TASK PROMPT:
Copy the items below with every "welcome" swapped for "appreciated" and nothing else changed. Leave the pictures out.

STORED RECORDS:

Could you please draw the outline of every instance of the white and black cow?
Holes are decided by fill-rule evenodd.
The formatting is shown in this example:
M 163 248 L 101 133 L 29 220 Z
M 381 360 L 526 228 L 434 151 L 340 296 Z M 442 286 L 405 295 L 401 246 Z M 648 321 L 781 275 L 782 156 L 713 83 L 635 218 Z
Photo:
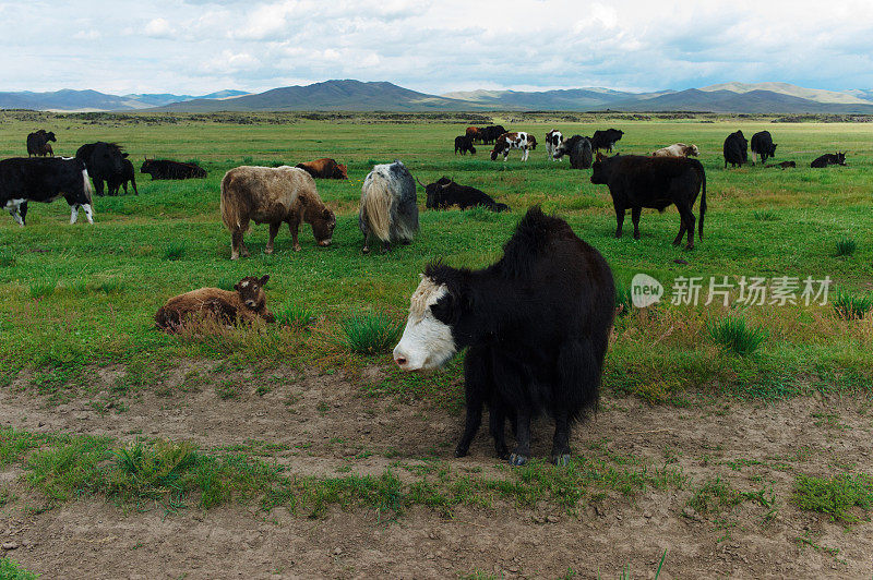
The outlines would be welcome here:
M 92 188 L 85 165 L 72 157 L 13 157 L 0 161 L 0 207 L 20 226 L 26 223 L 27 202 L 51 203 L 63 196 L 70 204 L 70 223 L 79 209 L 94 223 Z
M 527 156 L 531 150 L 537 148 L 537 137 L 524 131 L 503 133 L 494 143 L 494 148 L 491 150 L 491 160 L 495 161 L 498 155 L 503 154 L 503 160 L 510 156 L 512 149 L 522 150 L 522 160 L 527 161 Z
M 558 147 L 564 142 L 564 135 L 557 129 L 552 129 L 546 133 L 546 150 L 549 154 L 549 159 L 552 161 L 560 161 L 563 157 L 555 157 Z
M 614 301 L 600 253 L 535 206 L 494 265 L 426 268 L 394 361 L 405 371 L 435 368 L 467 348 L 467 418 L 455 456 L 467 455 L 487 406 L 498 456 L 527 462 L 530 421 L 546 412 L 554 419 L 552 461 L 564 466 L 571 424 L 597 404 Z M 516 435 L 512 455 L 506 419 Z

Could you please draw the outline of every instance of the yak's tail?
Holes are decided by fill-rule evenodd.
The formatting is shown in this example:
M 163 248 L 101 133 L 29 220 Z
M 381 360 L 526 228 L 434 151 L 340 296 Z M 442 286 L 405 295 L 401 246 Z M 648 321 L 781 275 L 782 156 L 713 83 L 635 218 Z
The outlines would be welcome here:
M 224 179 L 222 179 L 222 221 L 225 222 L 225 227 L 231 233 L 240 229 L 244 231 L 249 225 L 248 219 L 243 225 L 240 213 L 243 201 L 240 200 L 237 194 L 237 184 L 234 183 L 235 181 L 232 171 L 225 173 Z
M 370 176 L 370 183 L 361 198 L 361 213 L 370 231 L 382 242 L 391 241 L 392 194 L 385 178 L 378 172 Z

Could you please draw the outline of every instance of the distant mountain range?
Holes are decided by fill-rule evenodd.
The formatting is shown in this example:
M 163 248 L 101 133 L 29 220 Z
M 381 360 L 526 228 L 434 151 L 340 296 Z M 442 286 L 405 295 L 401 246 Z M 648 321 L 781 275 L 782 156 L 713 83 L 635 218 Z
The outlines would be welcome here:
M 0 93 L 0 109 L 56 111 L 709 111 L 725 113 L 873 113 L 873 89 L 803 88 L 788 83 L 723 83 L 656 93 L 609 88 L 473 90 L 429 95 L 387 82 L 326 81 L 264 93 L 107 95 L 96 90 Z

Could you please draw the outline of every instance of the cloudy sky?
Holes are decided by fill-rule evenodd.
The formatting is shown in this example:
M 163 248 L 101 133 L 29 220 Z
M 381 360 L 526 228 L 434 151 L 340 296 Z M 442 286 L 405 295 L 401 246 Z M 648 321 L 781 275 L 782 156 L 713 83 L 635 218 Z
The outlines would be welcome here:
M 0 90 L 873 87 L 870 0 L 0 0 Z

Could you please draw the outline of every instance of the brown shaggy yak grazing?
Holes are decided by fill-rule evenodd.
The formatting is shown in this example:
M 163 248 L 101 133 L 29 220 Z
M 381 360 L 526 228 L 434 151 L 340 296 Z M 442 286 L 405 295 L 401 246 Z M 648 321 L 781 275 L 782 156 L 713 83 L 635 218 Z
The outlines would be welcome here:
M 192 318 L 211 318 L 220 324 L 252 323 L 259 318 L 275 322 L 266 310 L 264 285 L 268 279 L 268 275 L 262 278 L 247 276 L 234 286 L 234 292 L 201 288 L 179 294 L 158 309 L 155 323 L 158 328 L 172 333 Z
M 297 232 L 300 221 L 312 226 L 321 246 L 331 245 L 336 216 L 319 197 L 315 180 L 302 169 L 289 166 L 242 166 L 225 173 L 222 180 L 222 220 L 231 235 L 230 259 L 249 251 L 242 234 L 249 221 L 270 223 L 270 240 L 264 252 L 273 253 L 273 240 L 283 223 L 288 223 L 294 251 L 300 251 Z
M 342 164 L 337 164 L 330 157 L 322 157 L 314 161 L 297 164 L 295 167 L 299 167 L 318 179 L 348 179 L 348 168 Z

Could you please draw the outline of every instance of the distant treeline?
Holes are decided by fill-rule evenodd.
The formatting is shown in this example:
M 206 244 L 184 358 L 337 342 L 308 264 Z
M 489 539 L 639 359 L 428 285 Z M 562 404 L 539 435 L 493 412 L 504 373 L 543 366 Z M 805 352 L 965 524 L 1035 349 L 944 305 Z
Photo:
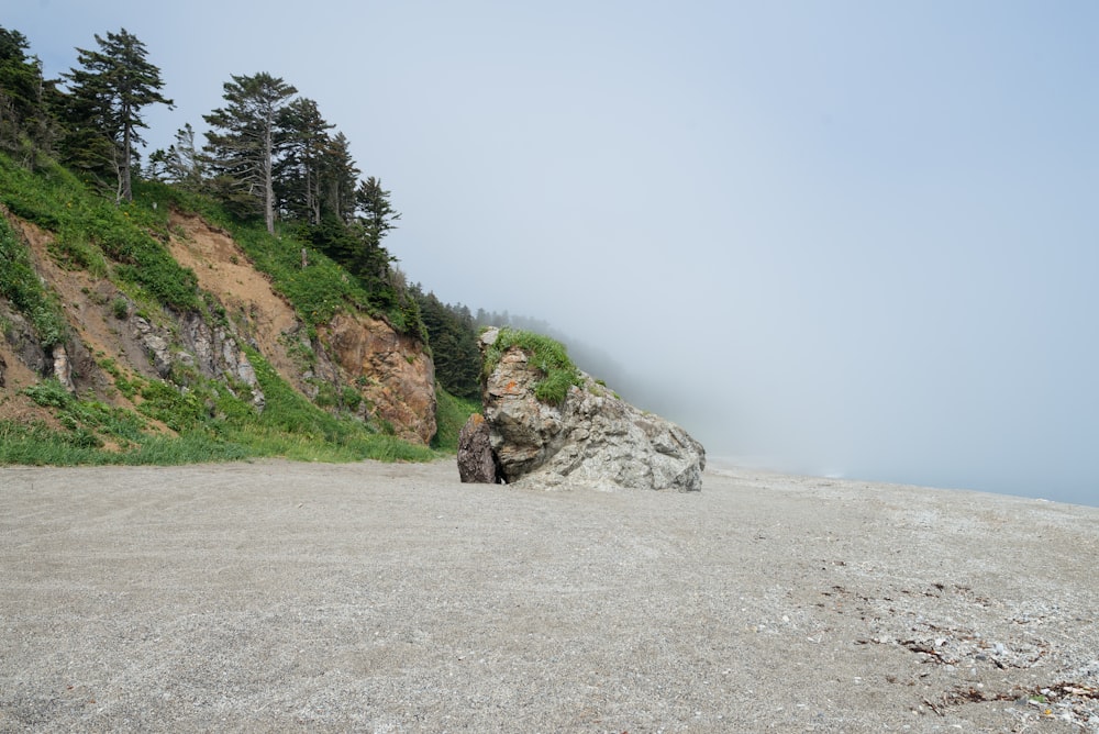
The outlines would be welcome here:
M 288 246 L 311 245 L 357 278 L 380 312 L 399 313 L 406 333 L 428 341 L 436 379 L 459 397 L 480 397 L 481 327 L 552 334 L 537 319 L 471 313 L 420 283 L 407 287 L 381 245 L 400 220 L 391 192 L 373 176 L 359 178 L 347 137 L 284 79 L 232 75 L 224 105 L 202 115 L 204 143 L 186 124 L 143 162 L 146 109 L 174 102 L 135 35 L 122 29 L 93 37 L 95 48 L 76 49 L 76 66 L 46 79 L 26 37 L 0 27 L 0 152 L 18 165 L 33 171 L 58 162 L 118 203 L 133 200 L 136 181 L 159 181 L 290 235 Z

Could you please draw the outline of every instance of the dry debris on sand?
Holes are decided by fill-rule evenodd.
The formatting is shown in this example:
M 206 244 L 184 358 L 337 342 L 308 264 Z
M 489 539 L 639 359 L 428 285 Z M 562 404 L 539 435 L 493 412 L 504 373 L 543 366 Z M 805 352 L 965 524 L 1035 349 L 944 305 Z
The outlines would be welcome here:
M 0 468 L 0 731 L 1099 732 L 1099 509 Z

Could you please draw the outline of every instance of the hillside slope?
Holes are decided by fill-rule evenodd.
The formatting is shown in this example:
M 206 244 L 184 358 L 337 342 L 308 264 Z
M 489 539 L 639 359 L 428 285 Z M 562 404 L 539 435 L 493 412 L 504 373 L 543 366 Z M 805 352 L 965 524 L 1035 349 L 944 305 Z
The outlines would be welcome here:
M 27 307 L 0 289 L 0 423 L 68 430 L 99 448 L 124 451 L 129 442 L 101 426 L 102 415 L 132 415 L 141 432 L 182 435 L 197 423 L 232 423 L 242 410 L 262 415 L 274 390 L 277 400 L 306 399 L 379 435 L 426 446 L 435 434 L 434 368 L 421 340 L 346 302 L 308 323 L 230 233 L 203 218 L 173 210 L 164 231 L 141 235 L 197 279 L 198 308 L 176 309 L 149 298 L 140 273 L 120 277 L 140 264 L 97 247 L 90 223 L 78 238 L 95 252 L 75 257 L 64 220 L 49 231 L 13 209 L 0 207 L 9 254 L 25 255 L 45 305 Z M 37 219 L 54 221 L 46 209 Z M 44 309 L 60 314 L 59 340 L 43 335 L 35 314 Z M 69 399 L 90 401 L 100 418 L 74 418 Z M 280 430 L 332 432 L 280 420 Z

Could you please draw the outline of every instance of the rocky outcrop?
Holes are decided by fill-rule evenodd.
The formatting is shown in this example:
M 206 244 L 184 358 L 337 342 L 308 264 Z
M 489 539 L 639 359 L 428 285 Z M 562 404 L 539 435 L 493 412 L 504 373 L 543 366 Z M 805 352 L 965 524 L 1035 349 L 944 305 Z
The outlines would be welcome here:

WORKED SOLUTION:
Could you please draw the outline of every instance of the white and black cow?
Holes are decided by fill-rule evenodd.
The formatting is shown in this example:
M 163 248 L 101 133 L 29 220 Z
M 381 360 L 526 228 L 434 151 L 340 296 Z M 442 286 L 405 295 L 401 246 Z M 648 321 L 781 275 L 782 156 L 713 83 L 635 218 Z
Photo:
The outlines would be appreciated here:
M 92 188 L 85 165 L 72 157 L 13 157 L 0 161 L 0 207 L 20 226 L 26 223 L 27 202 L 51 203 L 63 196 L 70 204 L 70 223 L 79 209 L 94 223 Z
M 527 156 L 531 150 L 537 148 L 537 137 L 524 131 L 503 133 L 494 143 L 494 148 L 491 150 L 491 160 L 495 161 L 498 155 L 503 154 L 503 160 L 510 156 L 512 149 L 522 150 L 522 160 L 527 161 Z
M 558 147 L 564 142 L 564 135 L 557 129 L 552 129 L 546 133 L 546 150 L 549 154 L 549 159 L 552 161 L 560 161 L 563 157 L 555 157 Z
M 614 301 L 600 253 L 535 206 L 494 265 L 426 268 L 394 361 L 405 371 L 435 368 L 467 348 L 467 418 L 455 456 L 467 455 L 487 406 L 498 456 L 527 462 L 530 421 L 546 412 L 554 419 L 552 461 L 564 466 L 571 424 L 597 404 Z M 516 435 L 512 455 L 506 419 Z

Could you please draw the outline of every instance of the yak's tail?
Holes are decided by fill-rule evenodd.
The formatting is shown in this example:
M 163 248 L 101 133 L 29 220 Z
M 381 360 L 526 228 L 434 151 L 340 296 Z M 442 286 L 405 295 L 401 246 Z M 648 321 L 781 275 L 782 156 L 713 83 L 635 218 Z
The outlines would be appreciated here:
M 224 179 L 222 179 L 222 221 L 225 222 L 225 227 L 231 233 L 240 229 L 244 231 L 249 225 L 248 219 L 243 225 L 240 213 L 243 201 L 240 200 L 237 194 L 237 184 L 234 183 L 235 181 L 232 171 L 225 173 Z
M 370 176 L 370 183 L 361 198 L 361 213 L 370 231 L 382 242 L 391 241 L 392 194 L 385 178 L 378 172 Z

Could you please draw the outline of every instance of the distant mountain range?
Holes are decided by fill-rule evenodd.
The formatting is shown in this example:
M 163 248 L 101 133 L 29 220 Z
M 381 360 L 526 228 L 434 151 L 340 296 Z M 442 286 L 405 295 L 401 246 Z M 648 321 L 781 275 L 782 156 L 713 83 L 635 218 Z
The outlines would be appreciated here:
M 0 93 L 0 109 L 56 111 L 709 111 L 725 113 L 873 113 L 873 89 L 803 88 L 788 83 L 723 83 L 656 93 L 609 88 L 473 90 L 429 95 L 387 82 L 326 81 L 264 93 L 107 95 L 96 90 Z

Could you please draw the outline of every instance of the cloudy sky?
Holes are decided by fill-rule evenodd.
The formatting is shown in this example:
M 163 248 L 101 133 L 29 220 Z
M 381 360 L 526 228 L 434 151 L 340 296 Z M 442 286 L 405 295 L 401 246 Z M 648 321 L 781 275 L 782 156 L 713 83 L 635 218 Z
The outlines would be appreciated here:
M 0 90 L 873 87 L 870 0 L 0 0 Z

Could you please draw the outline of every instance of the brown shaggy yak grazing?
Holes are decided by fill-rule evenodd.
The formatting is shown in this example:
M 163 248 L 101 133 L 29 220 Z
M 381 360 L 526 228 L 434 151 L 340 296 Z M 442 286 L 405 295 L 401 246 Z M 648 321 L 781 275 L 782 156 L 713 83 L 635 218 Z
The outlines would be appreciated here:
M 192 318 L 211 318 L 220 324 L 252 323 L 259 318 L 275 322 L 266 310 L 264 285 L 268 279 L 268 275 L 262 278 L 247 276 L 234 286 L 234 292 L 201 288 L 179 294 L 158 309 L 155 323 L 158 328 L 172 333 Z
M 297 232 L 300 221 L 312 226 L 321 246 L 331 245 L 336 216 L 319 197 L 315 180 L 302 169 L 289 166 L 242 166 L 225 173 L 222 180 L 222 220 L 231 235 L 230 259 L 249 251 L 242 234 L 249 221 L 270 223 L 270 240 L 264 252 L 273 253 L 273 240 L 283 223 L 288 223 L 294 251 L 300 251 Z
M 342 164 L 337 164 L 330 157 L 322 157 L 314 161 L 297 164 L 295 167 L 299 167 L 318 179 L 348 179 L 348 168 Z

Could you please draw the outline of every instance of the distant treeline?
Holes are decided by fill-rule evenodd.
The formatting is shown in this example:
M 206 244 L 184 358 L 337 342 L 308 264 Z
M 489 539 L 639 359 L 428 285 Z M 562 404 L 539 435 L 493 412 L 504 373 L 543 366 Z M 805 352 L 965 524 L 1035 349 L 944 305 Z
Photo:
The outlines would be appreciated here:
M 288 246 L 311 245 L 357 278 L 380 312 L 399 313 L 406 333 L 428 341 L 436 379 L 459 397 L 480 397 L 481 327 L 552 334 L 537 319 L 471 313 L 420 283 L 407 287 L 381 245 L 400 220 L 391 192 L 373 176 L 359 178 L 347 137 L 284 79 L 232 75 L 224 105 L 202 115 L 204 143 L 186 124 L 143 162 L 146 109 L 174 102 L 135 35 L 122 29 L 93 37 L 95 48 L 76 49 L 76 66 L 46 79 L 26 37 L 0 27 L 0 152 L 18 165 L 33 171 L 58 162 L 118 203 L 133 200 L 136 181 L 159 181 L 290 235 Z

Could you please draw the outline of every instance of the dry debris on sand?
Holes are decided by fill-rule evenodd.
The formatting is shown in this example:
M 206 244 L 184 358 L 337 342 L 308 264 Z
M 489 539 L 639 359 L 428 285 Z M 562 404 L 539 435 L 493 412 L 504 373 L 543 366 Z M 805 352 L 965 524 L 1035 349 L 944 305 Z
The outlines would be appreciated here:
M 0 468 L 0 731 L 1099 732 L 1099 509 Z

Could you please draw the outline of every instance of the hillside slope?
Holes are decided by fill-rule evenodd.
The formatting is shown in this example:
M 206 244 L 184 358 L 337 342 L 308 264 Z
M 489 539 L 639 359 L 428 285 Z M 562 404 L 539 435 L 493 412 L 504 373 L 543 366 Z M 805 352 L 965 524 L 1035 349 L 944 305 Z
The outlines would be appreciated here:
M 27 307 L 0 289 L 0 423 L 68 430 L 99 448 L 124 451 L 129 442 L 101 426 L 102 415 L 132 415 L 141 432 L 182 435 L 197 423 L 232 423 L 242 410 L 262 415 L 274 390 L 277 400 L 306 399 L 379 435 L 426 446 L 435 434 L 434 368 L 421 340 L 346 302 L 308 323 L 230 233 L 203 218 L 173 210 L 164 231 L 141 235 L 197 279 L 198 308 L 176 309 L 149 298 L 140 273 L 120 277 L 140 264 L 97 247 L 90 223 L 78 238 L 95 252 L 75 257 L 64 220 L 49 231 L 13 209 L 0 207 L 9 254 L 25 255 L 45 305 Z M 37 219 L 54 221 L 46 209 Z M 44 309 L 60 314 L 59 340 L 43 335 L 35 314 Z M 69 399 L 90 401 L 100 418 L 74 418 Z M 280 430 L 332 432 L 280 420 Z

Could you please draw the outline of every instance of the rocky outcrop?
Holes are decided by fill-rule evenodd.
The formatting is shown in this example:
M 206 244 L 184 358 L 337 342 L 308 264 Z
M 489 539 L 639 359 L 428 285 Z M 562 404 L 539 435 L 493 412 L 504 373 L 543 366 Z M 805 352 L 965 524 L 1035 349 L 944 305 Z
The outlines would be appreciated here:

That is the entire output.